▸ **EXERCISE**: Reproduce all of the data below line for line, changing nothing.

>>>>>

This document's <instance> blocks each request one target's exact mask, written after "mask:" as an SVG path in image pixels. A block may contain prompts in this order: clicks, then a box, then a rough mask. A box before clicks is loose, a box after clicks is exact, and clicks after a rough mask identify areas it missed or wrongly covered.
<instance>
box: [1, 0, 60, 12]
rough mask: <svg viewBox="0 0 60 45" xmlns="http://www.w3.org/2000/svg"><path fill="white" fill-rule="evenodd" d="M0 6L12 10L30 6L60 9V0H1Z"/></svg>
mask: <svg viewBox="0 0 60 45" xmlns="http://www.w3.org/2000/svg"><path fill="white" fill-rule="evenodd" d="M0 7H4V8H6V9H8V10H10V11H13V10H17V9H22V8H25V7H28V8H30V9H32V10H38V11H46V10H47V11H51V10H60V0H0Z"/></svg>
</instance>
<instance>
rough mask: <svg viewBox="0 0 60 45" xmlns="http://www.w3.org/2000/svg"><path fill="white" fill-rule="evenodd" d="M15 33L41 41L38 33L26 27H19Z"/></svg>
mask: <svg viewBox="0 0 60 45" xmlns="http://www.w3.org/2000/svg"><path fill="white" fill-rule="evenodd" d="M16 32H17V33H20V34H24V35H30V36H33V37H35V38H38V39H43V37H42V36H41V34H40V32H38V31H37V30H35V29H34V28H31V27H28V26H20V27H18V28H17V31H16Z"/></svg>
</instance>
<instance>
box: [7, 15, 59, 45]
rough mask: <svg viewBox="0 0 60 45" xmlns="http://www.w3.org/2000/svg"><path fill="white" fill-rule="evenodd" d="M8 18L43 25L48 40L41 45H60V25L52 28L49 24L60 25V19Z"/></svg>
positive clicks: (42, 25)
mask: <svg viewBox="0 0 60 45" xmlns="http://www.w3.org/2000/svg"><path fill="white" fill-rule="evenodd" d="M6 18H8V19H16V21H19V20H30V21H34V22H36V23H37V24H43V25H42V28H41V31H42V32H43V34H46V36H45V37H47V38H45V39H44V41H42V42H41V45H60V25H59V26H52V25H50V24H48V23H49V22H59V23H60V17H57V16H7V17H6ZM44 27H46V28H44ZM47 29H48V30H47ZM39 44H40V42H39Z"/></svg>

<<<<<

▸ **WRITTEN SOLUTION**:
This document's <instance> blocks each request one target's exact mask, written after "mask:" as an SVG path in image pixels. A block may contain prompts in this order: clicks, then a box, then a rough mask. A box before clicks is loose, a box after clicks is exact, and clicks after a rough mask identify areas it missed or wrongly covered.
<instance>
box: [1, 0, 60, 12]
rough mask: <svg viewBox="0 0 60 45" xmlns="http://www.w3.org/2000/svg"><path fill="white" fill-rule="evenodd" d="M0 6L12 10L30 6L60 9V0H1Z"/></svg>
mask: <svg viewBox="0 0 60 45" xmlns="http://www.w3.org/2000/svg"><path fill="white" fill-rule="evenodd" d="M0 7H4V8H6V9H8V10H10V11H13V10H17V9H22V8H25V7H28V8H30V9H32V10H38V11H46V10H47V11H51V10H60V0H0Z"/></svg>
</instance>
<instance>
rough mask: <svg viewBox="0 0 60 45" xmlns="http://www.w3.org/2000/svg"><path fill="white" fill-rule="evenodd" d="M15 33L41 41L38 33L26 27H19Z"/></svg>
mask: <svg viewBox="0 0 60 45" xmlns="http://www.w3.org/2000/svg"><path fill="white" fill-rule="evenodd" d="M16 32H17V33H20V34H24V35H30V36H33V37H35V38H38V39H43V37H42V36H41V34H40V32H38V31H37V30H35V29H34V28H31V27H28V26H20V27H18V28H17V31H16Z"/></svg>
</instance>
<instance>
box: [7, 15, 59, 45]
rough mask: <svg viewBox="0 0 60 45" xmlns="http://www.w3.org/2000/svg"><path fill="white" fill-rule="evenodd" d="M8 18L43 25L48 40L41 45H60V25L52 28L49 24L60 25V19Z"/></svg>
positive clicks: (42, 25)
mask: <svg viewBox="0 0 60 45" xmlns="http://www.w3.org/2000/svg"><path fill="white" fill-rule="evenodd" d="M6 18H8V19H16V21H19V20H30V21H34V22H36V23H37V24H43V25H42V28H41V31H42V32H43V34H46V36H45V37H47V38H45V39H44V41H42V42H41V45H60V25H59V26H52V25H50V24H48V23H49V22H59V23H60V17H57V16H7V17H6ZM44 27H46V28H44ZM47 29H48V30H47ZM39 44H40V42H39Z"/></svg>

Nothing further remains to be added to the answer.